I referred in my statement to "all parties concerned." More accurately, the scheme is between the Americans, the Canadians and this country. Actually, the United States will carry 50 per cent. of the cost and the Commonwealth will carry the other 50 per cent. Forty-one per cent. of the cost will fall on this country and 9 per cent. on the Canadians. The whole of our contribution to the capital cost will, in fact, be in kind and will not, therefore, involve us in dollars. It will be divided between the cost of the cable and the contribution of the "Monarch" to the laying of the cable.

EARL JOWITT

The percentages, then, are 50, 41 and 9?

EARL DE LA WARR

Yes.

| Task instructions |
1 – Reproduce word for word everything in the cable debate excerpt from "I referred in" down to "50, 41 and 9?".
2 – In the cable debate excerpt, what two things will this country's contribution to the capital cost be divided between?
3 – Continue the cable debate excerpt from the point where it stops.
The records that come next are separate material and have no connection to the cable debate excerpt.

| Provided records |
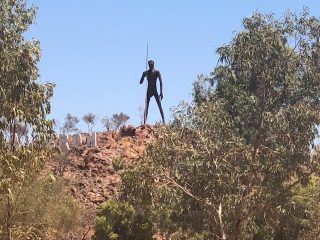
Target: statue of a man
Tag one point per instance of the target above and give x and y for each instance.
(152, 74)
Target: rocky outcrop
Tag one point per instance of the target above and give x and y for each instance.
(89, 171)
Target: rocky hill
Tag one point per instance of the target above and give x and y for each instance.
(89, 171)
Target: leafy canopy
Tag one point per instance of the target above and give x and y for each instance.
(228, 164)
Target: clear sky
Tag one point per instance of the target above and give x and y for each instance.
(95, 51)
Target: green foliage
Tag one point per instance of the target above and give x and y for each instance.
(39, 207)
(115, 122)
(70, 123)
(90, 119)
(228, 164)
(119, 220)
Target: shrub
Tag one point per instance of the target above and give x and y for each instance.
(119, 220)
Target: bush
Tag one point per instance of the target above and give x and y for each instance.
(119, 220)
(42, 207)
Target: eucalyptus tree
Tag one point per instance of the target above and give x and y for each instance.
(230, 163)
(23, 101)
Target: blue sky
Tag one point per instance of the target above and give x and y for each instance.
(95, 50)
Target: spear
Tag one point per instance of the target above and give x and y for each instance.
(145, 101)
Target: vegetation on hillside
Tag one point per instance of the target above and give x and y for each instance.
(239, 162)
(31, 205)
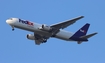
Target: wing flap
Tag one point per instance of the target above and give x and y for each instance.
(88, 36)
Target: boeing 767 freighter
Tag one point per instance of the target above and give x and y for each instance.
(43, 32)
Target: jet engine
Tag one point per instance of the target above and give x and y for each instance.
(45, 28)
(30, 36)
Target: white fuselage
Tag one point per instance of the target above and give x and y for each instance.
(14, 22)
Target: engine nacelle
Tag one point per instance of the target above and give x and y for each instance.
(30, 36)
(45, 28)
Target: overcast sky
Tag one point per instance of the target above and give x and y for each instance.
(16, 48)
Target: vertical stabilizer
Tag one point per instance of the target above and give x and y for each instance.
(82, 31)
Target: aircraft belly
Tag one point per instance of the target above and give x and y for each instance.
(63, 35)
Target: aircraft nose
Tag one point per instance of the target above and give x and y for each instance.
(8, 21)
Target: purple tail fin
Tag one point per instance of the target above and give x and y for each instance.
(82, 31)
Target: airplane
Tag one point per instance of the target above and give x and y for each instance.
(42, 32)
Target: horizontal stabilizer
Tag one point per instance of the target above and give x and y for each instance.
(88, 36)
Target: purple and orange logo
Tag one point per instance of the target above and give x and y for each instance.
(26, 22)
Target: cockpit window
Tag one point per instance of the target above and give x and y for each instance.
(10, 19)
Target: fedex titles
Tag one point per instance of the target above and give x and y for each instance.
(26, 22)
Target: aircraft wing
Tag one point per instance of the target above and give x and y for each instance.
(65, 24)
(37, 42)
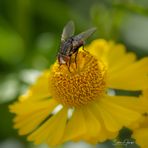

| Numbered responses |
1 –
I referred in my statement to "all parties concerned." More accurately, the scheme is between the Americans, the Canadians and this country. Actually, the United States will carry 50 per cent. of the cost and the Commonwealth will carry the other 50 per cent. Forty-one per cent. of the cost will fall on this country and 9 per cent. on the Canadians. The whole of our contribution to the capital cost will, in fact, be in kind and will not, therefore, involve us in dollars. It will be divided between the cost of the cable and the contribution of the "Monarch" to the laying of the cable.

EARL JOWITT

The percentages, then, are 50, 41 and 9?

2 – The cost of the cable and the contribution of the "Monarch" to the laying of the cable.

3 –
THE EARL OF LISTOWEL

My Lords, if the difficulties to which my noble and learned friend referred do not eventuate, this Agreement may well mark an epoch-making advance in communications between this country and the North American Continent. A cable of this kind was a dream when I was at the Post Office in 1945. We hope that the dream is flow coming true, and I am delighted that this should be happening during the time that the noble Earl Lord De La Warr, is in charge of the Post Office. As the noble Earl has pointed out, it has taken many years of hard work by devoted public servants at the Post Office to make this Agreement possible, and I hope that the noble Earl will convey the thanks and congratulations of noble Lords in all parts of this House to the research scientists at Dollis Hill, the Post Office engineers and others who have been concerned—

EARL DE LA WARR

And the Bell Laboratories.

THE EARL OF LISTOWEL

And the Bell Laboratories. What I should like is to join in the congratulations which have been offered particularly to those who are responsible for our share of the work. I know from experience that many scientists at Dollis Hill have been concerned and, of course, a very large number of Post Office engineers. I hope the noble Earl will convey our thanks to all on his staff who have contributed to the reaching of this Agreement.

EARL DE LA WARR

I thank the noble Earl very much.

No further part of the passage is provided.